I think it is more likely than not A.I. will prove tremendously destructive to the availability of on-air jobs.

Both Audacy and Beasley are mentioning "A.I." in their corporate-speak blather these days. They probably are not alone, but those happen to be the two examples I've seen firsthand.

It doesn't take a rocket scientist to figure out how they wish to deploy it.

 
I think it is more likely than not A.I. will prove tremendously destructive to the availability of on-air jobs.

What else is new? My take on it is this: If it sucks, and people don't like it, they won't listen, and the stations won't make money.

On the other hand, there are already a lot of stations that have zero audience. So this is a cost effective way to fill the time.

There are a lot of voice jobs that real talent don't like doing. This is a way to get it done.

So I think there's a place for it. But not every place is appropriate.
 
There are a lot of voice jobs that real talent don't like doing. This is a way to get it done.

Most of the talent I know of are very busy doing voicetracking among other things. You're right, they probably don't like it very much but you know what they do like? Being employed and being able to pay their bills and raise their families.

A.I. is going to kill countless jobs whether they're in radio or elsewhere. It's going to be far worse than what happened when all the American manufacturing jobs got outsourced to China because with A.I. the transformation is going to happen much faster, and the rate of unemployment is going to take off like a rocket.

Task A: Set down the stretch of the passage on A.I. in radio from "Both Audacy and" through "I've seen firsthand.".
Task B: Select each line of the listing that contains the word "frame", treating uppercase and lowercase as different.
The listing has no connection to the passage on A.I. in radio.

Dataset rows:

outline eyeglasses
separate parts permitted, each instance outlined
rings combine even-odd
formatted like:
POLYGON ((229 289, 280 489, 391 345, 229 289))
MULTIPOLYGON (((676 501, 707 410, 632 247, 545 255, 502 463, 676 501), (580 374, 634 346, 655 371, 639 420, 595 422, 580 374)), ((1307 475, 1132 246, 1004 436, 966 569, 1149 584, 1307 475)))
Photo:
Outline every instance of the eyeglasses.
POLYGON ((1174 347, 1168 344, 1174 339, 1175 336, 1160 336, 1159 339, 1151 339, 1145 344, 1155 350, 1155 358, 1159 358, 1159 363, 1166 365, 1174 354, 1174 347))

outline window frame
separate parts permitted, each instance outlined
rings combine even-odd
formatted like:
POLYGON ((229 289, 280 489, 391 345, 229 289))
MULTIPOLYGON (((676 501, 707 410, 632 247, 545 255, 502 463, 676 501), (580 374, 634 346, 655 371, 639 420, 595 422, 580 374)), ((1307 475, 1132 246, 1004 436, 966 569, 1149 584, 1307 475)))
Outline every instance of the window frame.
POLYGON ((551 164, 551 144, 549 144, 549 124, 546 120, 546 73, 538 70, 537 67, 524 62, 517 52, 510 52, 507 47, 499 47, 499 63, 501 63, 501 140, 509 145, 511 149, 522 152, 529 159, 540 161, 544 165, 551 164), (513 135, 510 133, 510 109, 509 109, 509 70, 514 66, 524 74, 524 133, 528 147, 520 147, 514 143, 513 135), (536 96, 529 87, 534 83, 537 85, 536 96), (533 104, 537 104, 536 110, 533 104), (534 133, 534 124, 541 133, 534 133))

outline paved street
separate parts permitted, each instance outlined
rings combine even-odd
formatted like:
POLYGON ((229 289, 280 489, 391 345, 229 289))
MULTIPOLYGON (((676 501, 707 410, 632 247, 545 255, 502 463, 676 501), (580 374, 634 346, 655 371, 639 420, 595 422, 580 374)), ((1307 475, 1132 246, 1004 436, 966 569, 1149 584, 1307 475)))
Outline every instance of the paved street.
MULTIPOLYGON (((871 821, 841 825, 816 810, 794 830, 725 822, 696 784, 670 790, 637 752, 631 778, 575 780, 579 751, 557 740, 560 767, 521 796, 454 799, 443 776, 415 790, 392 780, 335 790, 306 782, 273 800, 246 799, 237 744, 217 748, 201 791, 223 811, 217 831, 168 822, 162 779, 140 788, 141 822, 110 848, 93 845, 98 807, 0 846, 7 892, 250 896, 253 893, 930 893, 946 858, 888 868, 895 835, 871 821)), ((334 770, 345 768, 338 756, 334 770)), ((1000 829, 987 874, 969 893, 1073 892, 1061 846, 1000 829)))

Complete output A:
Both Audacy and Beasley are mentioning "A.I." in their corporate-speak blather these days. They probably are not alone, but those happen to be the two examples I've seen firsthand.

Complete output B:
outline window frame
Outline every instance of the window frame.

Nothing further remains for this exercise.